TASK INSTRUCTIONS:
Reproduce the records below exactly, but only between the lines holding "Identify the seated" and "Identify the basketball seams", inclusive.

(PROVIDED INFORMATION begins)

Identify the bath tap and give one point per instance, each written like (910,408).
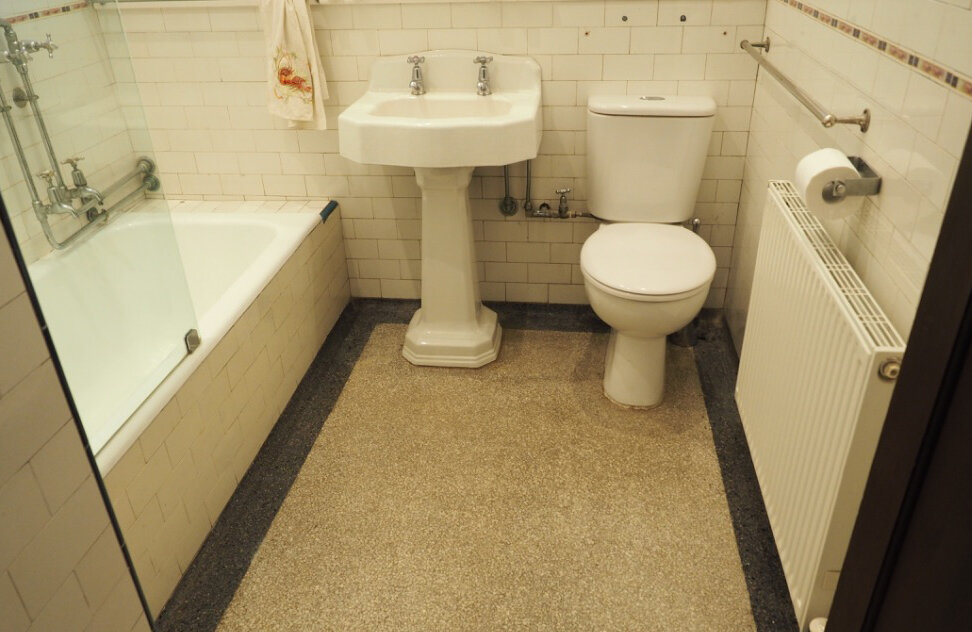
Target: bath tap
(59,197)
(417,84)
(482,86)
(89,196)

(PROVIDED INFORMATION ends)
(PROVIDED INFORMATION begins)

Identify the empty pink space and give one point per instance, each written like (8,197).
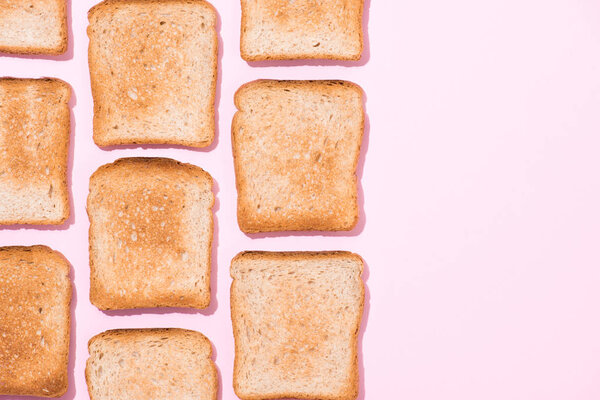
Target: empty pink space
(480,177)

(PROVIDED INFORMATION ends)
(PROVIDED INFORMATION begins)

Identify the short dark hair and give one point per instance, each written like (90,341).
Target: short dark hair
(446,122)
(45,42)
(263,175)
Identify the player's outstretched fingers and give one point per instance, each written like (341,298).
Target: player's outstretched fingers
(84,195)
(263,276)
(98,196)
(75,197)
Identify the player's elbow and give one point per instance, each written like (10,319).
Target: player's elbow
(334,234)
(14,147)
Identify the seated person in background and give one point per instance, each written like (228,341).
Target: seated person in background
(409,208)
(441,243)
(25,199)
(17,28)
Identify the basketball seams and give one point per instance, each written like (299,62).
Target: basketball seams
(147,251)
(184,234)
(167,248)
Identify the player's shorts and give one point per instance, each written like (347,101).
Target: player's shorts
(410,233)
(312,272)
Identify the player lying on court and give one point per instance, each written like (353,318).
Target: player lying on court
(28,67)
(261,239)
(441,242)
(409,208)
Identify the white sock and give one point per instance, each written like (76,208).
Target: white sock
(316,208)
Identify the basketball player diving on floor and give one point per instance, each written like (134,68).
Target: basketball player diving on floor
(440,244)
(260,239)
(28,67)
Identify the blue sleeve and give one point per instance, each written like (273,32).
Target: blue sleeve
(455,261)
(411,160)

(PROVIDED INFORMATION ends)

EXERCISE RESPONSE:
Identify the seated person in background and give one point per instance, each written like (228,341).
Target: seated person in background
(409,208)
(441,243)
(25,199)
(17,28)
Identify the basketball seams and give one point per instance, each written like (299,62).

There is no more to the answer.